• _KORTE OEFENING 1_
Beoordeel of de volgende beweringen overeenstemmen met de tekst over de Nakamoto-coëfficiënt: (a) de coëfficiënt wordt berekend aan de hand van zes indicatoren; (b) hoe hoger de coëfficiënt in verhouding tot het totale aantal validators, hoe hoger het risico op corruptie; (c) op Bitcoin concentreren drie mining pools samen 56 % van de rekenkracht. Antwoord per bewering met ja of nee en citeer letterlijk de doorslaggevende woorden uit de tekst.
• _KORTE OEFENING 2_
Verwissel in de tekst over de Nakamoto-coëfficiënt "validators" voor "valideerders" en geef daarbij het gedeelte van "Als een groep" tot en met "een kwaadwillige consensus." opnieuw weer.

• _BRONDOCUMENT_
☆ ☆ ☆ ☆ ☆
Als een groep consensusknooppunten (validators op het netwerk) wordt gecompromitteerd of zich kwaadwillig en gecoördineerd gedraagt, kan deze proberen het netwerk te wijzigen of te voorkomen dat het netwerk consensus bereikt over nieuwe blokken. De Nakamoto-coëfficiënt is een manier om de veerkracht van een blockchain tegen dergelijk gedrag te meten. Met andere woorden, de coëfficiënt schat de kwetsbaarheid in van een blockchain voor het risico van een kwaadwillige consensus.

Kort gezegd vertegenwoordigt deze coëfficiënt het aantal knooppunten (validators op een netwerk) dat opzettelijk moet willen voorkomen dat een blockchain correct functioneert. Hoe hoger deze coëfficiënt in verhouding tot het totale aantal validators, hoe lager het risico op corruptie en dus hoe meer gedecentraliseerd het netwerk wordt. Het wordt berekend aan de hand van zes indicatoren:

  • Mining (per beloning)
  • Client (per codebasis)
  • Ontwikkelaars (per softwarecommits)
  • Knooppunten (per aantal)
  • Beurzen (per transactievolume)
  • Eigendom (per adres)

Het risiconiveau verschilt afhankelijk van het onderliggende consensusmodel (proof-of-stake of proof-of-work) van het onderzochte blockchain-netwerk.

Nakamoto-coëfficiënt - Proof-of-Work (PoW)

In het geval van Bitcoin, en in het algemeen bij alle blockchains die werken onder het proof-of-work-consensusmechanisme, kan elke persoon of groep personen met 51 % van de rekenkracht (hashrate) van het netwerk het naar eigen inzicht controleren. Met andere woorden, deze persoon of groep kan een dubbele uitgave doen en de keten manipuleren. Bijvoorbeeld, op Bitcoin concentreren twee mining pools (groepen van meerdere munters die hun rekenkracht bundelen) samen 56 % van de rekenkracht.

Hashfrequentiedistributie op Bitcoin (28 mei 2024) (bron: Blockchair.com)
☆ ☆ ☆ ☆ ☆
• _RUWE GEGEVENS_
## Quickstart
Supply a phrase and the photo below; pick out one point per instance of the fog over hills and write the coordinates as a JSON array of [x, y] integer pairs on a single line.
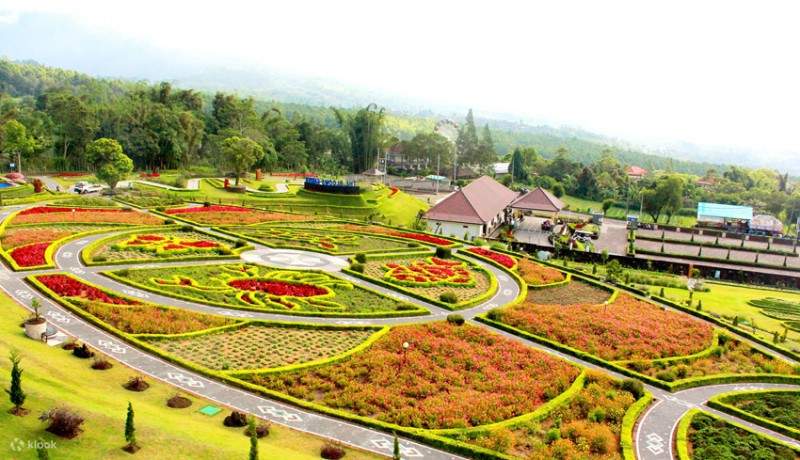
☆ ☆ ☆ ☆ ☆
• _UITVOER OPDRACHT 1_
(a) Ja: "Het wordt berekend aan de hand van zes indicatoren"
(b) Nee: "Hoe hoger deze coëfficiënt in verhouding tot het totale aantal validators, hoe lager het risico op corruptie"
(c) Nee: "op Bitcoin concentreren twee mining pools (groepen van meerdere munters die hun rekenkracht bundelen) samen 56 % van de rekenkracht"

• _UITVOER OPDRACHT 2_
Als een groep consensusknooppunten (valideerders op het netwerk) wordt gecompromitteerd of zich kwaadwillig en gecoördineerd gedraagt, kan deze proberen het netwerk te wijzigen of te voorkomen dat het netwerk consensus bereikt over nieuwe blokken. De Nakamoto-coëfficiënt is een manier om de veerkracht van een blockchain tegen dergelijk gedrag te meten. Met andere woorden, de coëfficiënt schat de kwetsbaarheid in van een blockchain voor het risico van een kwaadwillige consensus.